### Trabajo por hacer
1 - ¿De qué institución llegó la invitación, según el texto sobre Bulgaria?
2 - Por favor, copia el texto sobre Bulgaria desde "La invitación me" hasta "tercera lengua extranjera." y sustituye "charlas" por "conferencias".

### Texto dado
________________
Bulgaria es uno de esos destinos que está a la vez tan cerca como para considerar dedicarle una pequeña escapada, y tan lejos como para a menudo descartarlo de nuestros planes de viajes. Quizás en esta última decisión influye el desconocimiento que se tiene del país y lo poco que se habla de él en los catálogos turísticos. Poco sabía yo de Bulgaria antes de viajar allí, y así habría seguido de no haberme surgido la oportunidad de pasar allí unos pocos días.
La invitación me llegó por parte de la Consejería Española de Educación en Sofía. Me proponían dar unas charlas a un auditorio compuesto por jóvenes de entre 16-18 años, estudiantes de español. Debo reconocer que esto me sorprendió, y mi primera reacción fue de incredulidad: ¿adolescentes búlgaros capaces de entender una conferencia en español? No puede ser, pensé. Pero desde la Consejería me aseguraron que no habría ningún problema, porque son jóvenes que llevan tiempo estudiando nuestro idioma en sus centros educativos como primera, segunda o tercera lengua extranjera.
________________
Fragmentos de datos de cuadros delimitadores:

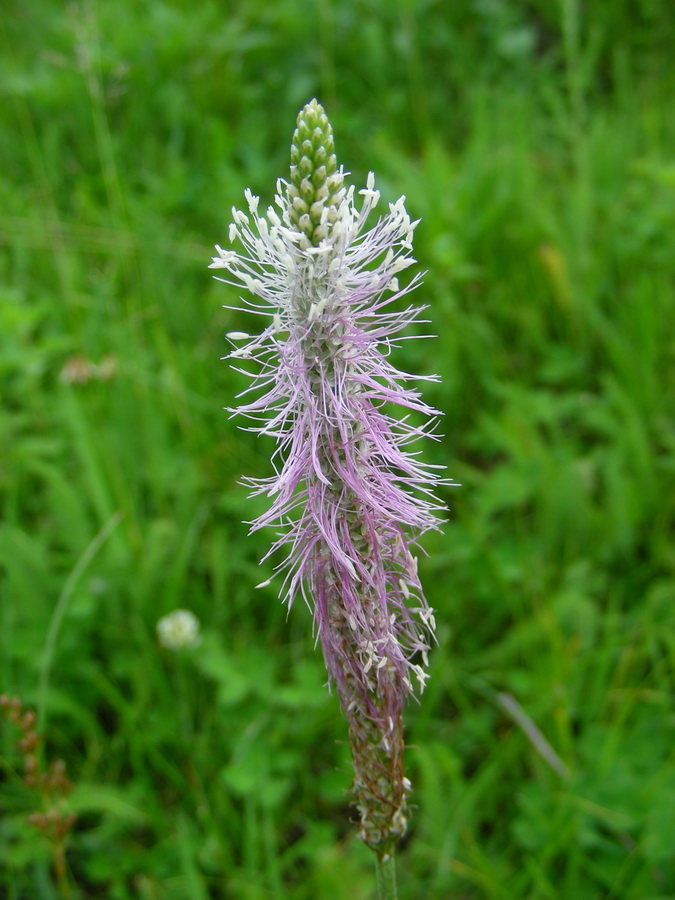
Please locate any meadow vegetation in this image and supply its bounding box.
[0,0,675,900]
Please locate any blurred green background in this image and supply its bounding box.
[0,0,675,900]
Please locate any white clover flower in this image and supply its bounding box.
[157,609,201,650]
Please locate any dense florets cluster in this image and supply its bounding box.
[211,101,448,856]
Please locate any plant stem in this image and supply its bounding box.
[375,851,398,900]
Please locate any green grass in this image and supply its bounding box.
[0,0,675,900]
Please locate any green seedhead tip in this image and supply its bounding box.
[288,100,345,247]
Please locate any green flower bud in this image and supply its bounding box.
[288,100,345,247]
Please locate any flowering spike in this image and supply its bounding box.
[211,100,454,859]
________________
### Soluciones a continuación
1 - De la Consejería Española de Educación en Sofía.

2 -
La invitación me llegó por parte de la Consejería Española de Educación en Sofía. Me proponían dar unas conferencias a un auditorio compuesto por jóvenes de entre 16-18 años, estudiantes de español. Debo reconocer que esto me sorprendió, y mi primera reacción fue de incredulidad: ¿adolescentes búlgaros capaces de entender una conferencia en español? No puede ser, pensé. Pero desde la Consejería me aseguraron que no habría ningún problema, porque son jóvenes que llevan tiempo estudiando nuestro idioma en sus centros educativos como primera, segunda o tercera lengua extranjera.